» **SUPPLIED MATERIAL**:

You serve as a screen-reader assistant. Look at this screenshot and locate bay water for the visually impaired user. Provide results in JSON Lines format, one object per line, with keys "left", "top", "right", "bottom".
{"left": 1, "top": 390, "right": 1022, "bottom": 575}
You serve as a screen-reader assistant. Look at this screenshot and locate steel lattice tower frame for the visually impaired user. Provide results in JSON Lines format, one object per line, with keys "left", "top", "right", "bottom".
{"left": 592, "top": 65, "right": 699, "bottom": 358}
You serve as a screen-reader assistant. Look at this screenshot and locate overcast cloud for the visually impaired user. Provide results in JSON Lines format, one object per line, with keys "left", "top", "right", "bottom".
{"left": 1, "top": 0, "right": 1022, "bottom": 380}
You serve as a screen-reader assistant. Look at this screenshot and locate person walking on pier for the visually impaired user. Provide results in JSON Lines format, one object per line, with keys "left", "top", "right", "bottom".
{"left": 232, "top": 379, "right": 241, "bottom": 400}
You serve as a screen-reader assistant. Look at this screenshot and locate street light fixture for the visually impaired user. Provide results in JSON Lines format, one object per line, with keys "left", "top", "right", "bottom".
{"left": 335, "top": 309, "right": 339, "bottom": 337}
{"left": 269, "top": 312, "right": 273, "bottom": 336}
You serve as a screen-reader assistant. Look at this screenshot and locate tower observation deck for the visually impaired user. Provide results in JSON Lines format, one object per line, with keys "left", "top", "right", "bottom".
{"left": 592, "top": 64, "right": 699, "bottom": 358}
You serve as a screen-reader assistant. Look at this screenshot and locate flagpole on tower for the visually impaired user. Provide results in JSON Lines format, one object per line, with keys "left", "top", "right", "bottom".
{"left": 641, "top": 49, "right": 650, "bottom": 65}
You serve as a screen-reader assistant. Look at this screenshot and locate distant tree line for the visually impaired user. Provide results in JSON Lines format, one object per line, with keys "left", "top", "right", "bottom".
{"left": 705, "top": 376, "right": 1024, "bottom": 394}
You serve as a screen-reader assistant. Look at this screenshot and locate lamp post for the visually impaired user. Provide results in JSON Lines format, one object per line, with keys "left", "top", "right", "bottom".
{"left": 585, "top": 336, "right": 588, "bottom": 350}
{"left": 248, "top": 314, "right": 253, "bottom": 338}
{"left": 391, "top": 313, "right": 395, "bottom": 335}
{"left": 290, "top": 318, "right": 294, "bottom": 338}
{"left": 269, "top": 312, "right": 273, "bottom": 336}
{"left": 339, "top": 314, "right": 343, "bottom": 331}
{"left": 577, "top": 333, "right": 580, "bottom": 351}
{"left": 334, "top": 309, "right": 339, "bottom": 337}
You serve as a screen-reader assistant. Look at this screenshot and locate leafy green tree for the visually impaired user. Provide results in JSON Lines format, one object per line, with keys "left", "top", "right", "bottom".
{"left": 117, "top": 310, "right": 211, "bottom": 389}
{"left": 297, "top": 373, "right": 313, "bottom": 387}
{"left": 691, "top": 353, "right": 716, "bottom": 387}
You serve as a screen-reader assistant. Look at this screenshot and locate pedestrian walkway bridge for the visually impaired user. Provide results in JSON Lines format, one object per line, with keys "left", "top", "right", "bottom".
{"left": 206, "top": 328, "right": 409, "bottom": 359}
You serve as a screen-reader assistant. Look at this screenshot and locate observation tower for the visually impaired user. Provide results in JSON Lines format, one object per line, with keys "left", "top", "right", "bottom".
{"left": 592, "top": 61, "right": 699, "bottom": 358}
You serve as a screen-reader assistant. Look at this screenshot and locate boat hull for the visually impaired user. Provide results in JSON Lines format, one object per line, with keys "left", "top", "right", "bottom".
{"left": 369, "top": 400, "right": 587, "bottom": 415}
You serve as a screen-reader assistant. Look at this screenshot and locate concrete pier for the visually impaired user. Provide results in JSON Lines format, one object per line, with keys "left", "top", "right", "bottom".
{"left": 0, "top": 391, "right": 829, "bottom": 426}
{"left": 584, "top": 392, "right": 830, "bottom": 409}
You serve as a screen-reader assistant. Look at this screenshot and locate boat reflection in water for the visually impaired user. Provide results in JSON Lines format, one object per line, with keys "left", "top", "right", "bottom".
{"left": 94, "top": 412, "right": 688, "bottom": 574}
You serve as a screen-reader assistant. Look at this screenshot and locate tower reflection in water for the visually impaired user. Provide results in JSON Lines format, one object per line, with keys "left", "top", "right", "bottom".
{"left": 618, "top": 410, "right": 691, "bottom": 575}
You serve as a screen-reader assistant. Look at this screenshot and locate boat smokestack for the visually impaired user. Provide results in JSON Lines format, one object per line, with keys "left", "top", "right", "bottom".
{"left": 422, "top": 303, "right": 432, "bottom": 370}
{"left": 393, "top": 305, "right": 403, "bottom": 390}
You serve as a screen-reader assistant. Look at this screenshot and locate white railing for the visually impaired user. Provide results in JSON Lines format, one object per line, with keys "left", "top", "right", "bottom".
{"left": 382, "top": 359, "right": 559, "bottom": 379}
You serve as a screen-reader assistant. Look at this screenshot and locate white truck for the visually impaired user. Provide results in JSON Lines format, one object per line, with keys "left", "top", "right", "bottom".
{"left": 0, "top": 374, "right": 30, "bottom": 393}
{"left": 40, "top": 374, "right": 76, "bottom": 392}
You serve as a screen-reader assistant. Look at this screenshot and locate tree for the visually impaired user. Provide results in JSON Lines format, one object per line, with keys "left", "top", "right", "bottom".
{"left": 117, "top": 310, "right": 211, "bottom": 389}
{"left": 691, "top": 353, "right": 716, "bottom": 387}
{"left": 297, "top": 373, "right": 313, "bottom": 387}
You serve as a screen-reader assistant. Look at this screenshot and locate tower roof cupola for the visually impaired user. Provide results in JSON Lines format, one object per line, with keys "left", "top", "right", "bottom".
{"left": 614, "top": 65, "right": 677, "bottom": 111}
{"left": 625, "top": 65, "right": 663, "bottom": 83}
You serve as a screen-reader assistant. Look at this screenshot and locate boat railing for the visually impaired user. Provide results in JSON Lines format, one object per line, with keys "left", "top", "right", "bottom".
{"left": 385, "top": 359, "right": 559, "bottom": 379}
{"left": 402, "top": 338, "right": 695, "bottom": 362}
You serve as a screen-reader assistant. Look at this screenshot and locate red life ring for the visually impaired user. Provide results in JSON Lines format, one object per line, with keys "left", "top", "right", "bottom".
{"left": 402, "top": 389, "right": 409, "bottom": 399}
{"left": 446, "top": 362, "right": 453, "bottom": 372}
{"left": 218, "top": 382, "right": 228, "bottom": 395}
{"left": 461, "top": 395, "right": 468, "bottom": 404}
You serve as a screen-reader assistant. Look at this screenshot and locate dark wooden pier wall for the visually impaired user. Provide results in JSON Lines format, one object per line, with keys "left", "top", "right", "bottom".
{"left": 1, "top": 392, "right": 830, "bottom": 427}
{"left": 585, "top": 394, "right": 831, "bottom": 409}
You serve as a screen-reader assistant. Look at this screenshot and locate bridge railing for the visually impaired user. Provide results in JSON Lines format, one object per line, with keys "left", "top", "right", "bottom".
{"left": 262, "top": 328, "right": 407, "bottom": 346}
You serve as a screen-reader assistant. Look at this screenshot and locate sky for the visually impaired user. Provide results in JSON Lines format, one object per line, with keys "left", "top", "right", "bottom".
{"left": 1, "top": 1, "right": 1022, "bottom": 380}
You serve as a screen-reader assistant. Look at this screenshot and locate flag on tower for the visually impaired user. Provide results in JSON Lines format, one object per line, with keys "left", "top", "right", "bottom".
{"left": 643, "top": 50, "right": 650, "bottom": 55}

» **PROBLEM DETAILS**:
Please take the whole listing and write it out exactly.

» **ANSWER TO THIS EXERCISE**:
You serve as a screen-reader assistant. Look at this screenshot and locate bay water for the visually impaired user. Provide results in JSON Lines format, one object per line, with keys "left", "top", "right", "bottom".
{"left": 1, "top": 390, "right": 1022, "bottom": 575}
You serve as a screen-reader assistant. Look at this screenshot and locate steel lattice tower frame for the visually impaired user. Provide results in JSON Lines format, one object per line, with keys "left", "top", "right", "bottom".
{"left": 592, "top": 65, "right": 699, "bottom": 358}
You serve as a screen-reader assistant. Look at this screenshot and locate overcast cloud for the visually impaired user. Provide results in JSON Lines format, one object per line, with keys "left", "top", "right", "bottom".
{"left": 1, "top": 0, "right": 1022, "bottom": 380}
You serve as a screen-reader assistant. Look at this screenshot and locate person walking on pier for the visually impaired user. Provide results in JSON Lines format, one object per line, with keys "left", "top", "right", "bottom".
{"left": 232, "top": 379, "right": 241, "bottom": 400}
You serve as a screen-reader assistant. Look at this screenshot and locate street light fixture for the visually impaired user. Provide results in JSON Lines format, one object per line, with keys "left", "top", "right", "bottom".
{"left": 335, "top": 309, "right": 339, "bottom": 337}
{"left": 269, "top": 312, "right": 273, "bottom": 336}
You serve as a screen-reader assistant. Look at this screenshot and locate tower observation deck for the visually impaired user. Provide results in JSON Lines format, one object per line, with keys "left", "top", "right", "bottom".
{"left": 592, "top": 64, "right": 699, "bottom": 358}
You serve as a screen-reader assistant. Look at this screenshot and locate flagpole on tower for the visually impaired user. Provide results in JSON Lines format, one object per line, with keys "left", "top", "right", "bottom".
{"left": 641, "top": 49, "right": 650, "bottom": 65}
You serve as a screen-reader assistant. Look at this screenshot and locate distant tree line for the visually impaired user. Provide results in JSON Lines format, one object per line, with keys "left", "top", "right", "bottom".
{"left": 705, "top": 376, "right": 1024, "bottom": 394}
You serve as a screen-reader assistant. Look at this screenshot and locate lamp post for the visually impaired user. Provide results in JSON Lines format, one object per line, with keys "left", "top", "right", "bottom".
{"left": 585, "top": 336, "right": 588, "bottom": 350}
{"left": 248, "top": 314, "right": 253, "bottom": 338}
{"left": 391, "top": 313, "right": 395, "bottom": 335}
{"left": 290, "top": 318, "right": 294, "bottom": 338}
{"left": 269, "top": 312, "right": 273, "bottom": 336}
{"left": 339, "top": 314, "right": 343, "bottom": 331}
{"left": 577, "top": 333, "right": 580, "bottom": 351}
{"left": 334, "top": 309, "right": 339, "bottom": 337}
You serve as a screen-reader assistant. Look at this screenshot and locate leafy green tree for the visually impaired user. Provide results in JSON Lines format, one object per line, with keys "left", "top", "right", "bottom".
{"left": 117, "top": 310, "right": 211, "bottom": 389}
{"left": 297, "top": 373, "right": 313, "bottom": 387}
{"left": 691, "top": 353, "right": 716, "bottom": 387}
You serve as a screen-reader assistant. Look at this screenshot and locate pedestrian walkway bridge for the visually impaired user. Provide results in JSON Lines format, one object per line, with keys "left", "top", "right", "bottom".
{"left": 206, "top": 328, "right": 409, "bottom": 359}
You serve as a screen-reader assistant. Look at this screenshot and locate observation tower for the visually impaired user. Provide results in JSON Lines format, one object per line, with keys "left", "top", "right", "bottom".
{"left": 592, "top": 61, "right": 699, "bottom": 358}
You serve as a screen-reader assistant. Look at this screenshot and locate boat hull for the visually impaired user. Provide results in JSON Lines format, one object per line, with keys "left", "top", "right", "bottom".
{"left": 369, "top": 400, "right": 587, "bottom": 415}
You serve as a screen-reader assistant. Look at this screenshot and locate concrete pier for the visually impaired user. Provide results in JSON Lines format, one object per line, with keys "left", "top", "right", "bottom".
{"left": 0, "top": 391, "right": 829, "bottom": 426}
{"left": 584, "top": 392, "right": 830, "bottom": 409}
You serve as a screen-reader assistant. Look at this screenshot and locate boat reflection in water for the visually impaired user. Provide results in JSON Lines format, one object per line, with keys "left", "top", "right", "bottom".
{"left": 94, "top": 412, "right": 688, "bottom": 574}
You serve as a screen-reader assistant. Look at this screenshot and locate tower reflection in water for the visually impaired user. Provide results in JSON Lines format, one object per line, with keys "left", "top", "right", "bottom".
{"left": 618, "top": 410, "right": 691, "bottom": 575}
You serve as a screen-reader assistant. Look at this screenshot and locate boat smokestack for the visually impaired user. Provide results in JSON Lines format, one object per line, with keys "left", "top", "right", "bottom".
{"left": 422, "top": 303, "right": 432, "bottom": 370}
{"left": 393, "top": 305, "right": 403, "bottom": 390}
You serve as a screen-reader assistant. Look at this screenshot and locate white railing for the visually impaired user. Provide results in JSON Lines format, one object per line, with keys "left", "top", "right", "bottom".
{"left": 382, "top": 359, "right": 559, "bottom": 379}
You serve as a screen-reader assistant. Look at this screenshot and locate white truck for the visually impaired user. Provide results in JSON Lines format, one object per line, with keys "left", "top", "right", "bottom".
{"left": 0, "top": 374, "right": 30, "bottom": 393}
{"left": 40, "top": 374, "right": 76, "bottom": 392}
You serve as a screen-reader assistant. Look at this screenshot and locate tree for the visually impaired user. Provide results in JSON Lines format, one object per line, with keys "left", "top", "right", "bottom".
{"left": 117, "top": 310, "right": 211, "bottom": 389}
{"left": 691, "top": 353, "right": 716, "bottom": 387}
{"left": 297, "top": 373, "right": 313, "bottom": 387}
You serve as a screen-reader assistant. Look at this screenshot and locate tower roof cupola for the visually impaired user. Provide results in JSON Lines format, one object per line, with keys "left", "top", "right", "bottom".
{"left": 614, "top": 65, "right": 677, "bottom": 111}
{"left": 625, "top": 65, "right": 663, "bottom": 83}
You serve as a screen-reader assistant. Look at this screenshot and locate boat railing for the visually impaired user. Provide results in JSON Lines format, one object per line, with keys "left", "top", "right", "bottom".
{"left": 385, "top": 359, "right": 559, "bottom": 379}
{"left": 402, "top": 338, "right": 695, "bottom": 362}
You serve as a screen-reader assistant. Look at this screenshot and locate red life ring for the visually impaired user. Provide results in JSON Lines format, one object per line, with keys "left", "top", "right", "bottom".
{"left": 402, "top": 389, "right": 409, "bottom": 399}
{"left": 446, "top": 362, "right": 453, "bottom": 372}
{"left": 218, "top": 382, "right": 228, "bottom": 395}
{"left": 461, "top": 395, "right": 468, "bottom": 404}
You serve as a screen-reader assistant. Look at this screenshot and locate dark wooden pier wall for the visually impaired user. Provide results in JSON Lines format, one object per line, with keys "left", "top", "right", "bottom".
{"left": 1, "top": 392, "right": 830, "bottom": 427}
{"left": 585, "top": 394, "right": 831, "bottom": 409}
You serve as a screen-reader assistant. Look at this screenshot and locate bridge railing for the visually impaired user. Provide results in JSON Lines format, one object per line, with keys "left", "top", "right", "bottom".
{"left": 262, "top": 328, "right": 407, "bottom": 346}
You serve as a screen-reader assistant. Look at this screenshot and locate sky for the visually impaired user. Provide results in JSON Lines format, one object per line, with keys "left", "top", "right", "bottom".
{"left": 1, "top": 1, "right": 1022, "bottom": 380}
You serve as a screen-reader assistant. Look at this screenshot and locate flag on tower for the visually impaired user. Provide results in JSON Lines format, one object per line, with keys "left", "top", "right", "bottom".
{"left": 643, "top": 50, "right": 650, "bottom": 55}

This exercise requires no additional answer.